§ **Explore the material**:
1) Can you print the passage of the article on North Korean hiring scams from "Alongside the IT" up to and including "ultimately triggered malware."?
2) How would you render this sentence from the article on North Korean hiring scams in Spanish: "PST assessed that wages from such employment likely fund the country’s weapons and nuclear programs."

SEAL emphasizes simple checks to confirm that the same person controls both the email and the LinkedIn account.
National Warnings and Business Impact
The Norwegian Police Security Service (PST) recently warned of multiple cases in the past year where Norwegian firms unwittingly hired likely North Korean IT workers for home‑based roles. PST assessed that wages from such employment likely fund the country’s weapons and nuclear programs.
Parallel Social Engineering: “Contagious Interview”
Alongside the IT worker ruse, a related social engineering campaign dubbed Contagious Interview uses fake hiring pipelines to lure targets into interviews after first approaching them on LinkedIn. The attack escalates when supposed recruiters or hiring managers instruct applicants to complete a skills assessment that culminates in malicious code execution.
- In one case imitating a hiring flow resembling Fireblocks (a digital asset infrastructure firm), candidates were told to clone a GitHub repo and install an npm package, which ultimately triggered malware.
- The campaign has also used EtherHiding, a technique that stores and retrieves command‑and‑control (C2) elements via blockchain smart contracts, increasing resilience to takedowns (per researcher Ori Hershko).
Recent variants observed by Abstract Security and OpenSourceMalware delivered JavaScript malware disguised as web fonts using malicious Microsoft VS Code task files, resulting in the deployment of BeaverTail and InvisibleFerret for persistence and theft of crypto wallets and browser credentials.
Another branch, documented by Panther, leverages malicious npm packages to deliver a modular JavaScript remote access trojan (RAT) named Koalemos via a loader. Koalemos enters a beacon loop to:
- Fetch tasks from an external server,
- Execute them,
- Return encrypted results,
- Then sleep for a randomized interval before repeating.
Supported capabilities (12 commands) include filesystem operations, file transfer, environment discovery (e.g., whoami), and arbitrary code execution.
Packages linked to this activity include:

Per researcher Alessandra Rizzo, the initial loader performs DNS-based execution gating and engagement date checks before downloading and launching the RAT as a detached process. Koalemos then performs system fingerprinting, establishes encrypted C2, and enables full remote access.
Labyrinth Chollima: Splintering and Specialization
Meanwhile, CrowdStrike reports that the prolific North Korean threat actor Labyrinth Chollima has evolved into three distinct clusters, each with unique missions and tradecraft:
- Labyrinth Chollima (core) – Espionage-focused; known to use the FudModule rootkit for stealth and linked to Operation Dream Job, a job‑themed malware delivery operation for intelligence collection.
- Golden Chollima (aka AppleJeus, Citrine Sleet, UNC4736) – Conducts steady, smaller‑scale cryptocurrency thefts in developed markets.
- Pressure Chollima (aka Jade Sleet, TraderTraitor, UNC4899) – Targets high‑value crypto heists, deploying advanced implants against organizations with substantial digital asset exposure.
Assessments from DTEX note that Labyrinth Chollima, Andariel, and BlueNoroff are sub‑clusters within the broader Lazarus Group (aka Diamond Sleet, Hidden Cobra), with BlueNoroff further splitting into TraderTraitor and CryptoCore (aka Sapphire Sleet).

Despite the split, these actors share tools and infrastructure, signaling centralized coordination within the DPRK cyber ecosystem. As CrowdStrike puts it, they exhibit strikingly similar tradecraft including supply chain compromises, HR‑themed social engineering, trojanized legitimate software, and malicious Node.js/Python packages with significant cross‑pollination of techniques and resources.

§ **Stored data**:
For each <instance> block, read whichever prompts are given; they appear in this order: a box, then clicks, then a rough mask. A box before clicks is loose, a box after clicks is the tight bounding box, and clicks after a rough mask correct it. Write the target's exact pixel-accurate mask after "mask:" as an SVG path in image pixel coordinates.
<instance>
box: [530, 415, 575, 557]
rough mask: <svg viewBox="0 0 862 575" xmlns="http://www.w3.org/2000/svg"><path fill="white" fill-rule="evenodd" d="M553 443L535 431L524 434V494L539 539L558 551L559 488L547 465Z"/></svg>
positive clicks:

§ **Solution set**:
1)
Alongside the IT worker ruse, a related social engineering campaign dubbed Contagious Interview uses fake hiring pipelines to lure targets into interviews after first approaching them on LinkedIn. The attack escalates when supposed recruiters or hiring managers instruct applicants to complete a skills assessment that culminates in malicious code execution.
- In one case imitating a hiring flow resembling Fireblocks (a digital asset infrastructure firm), candidates were told to clone a GitHub repo and install an npm package, which ultimately triggered malware.

2) El PST evaluó que los salarios de dicho empleo probablemente financian los programas armamentísticos y nucleares del país.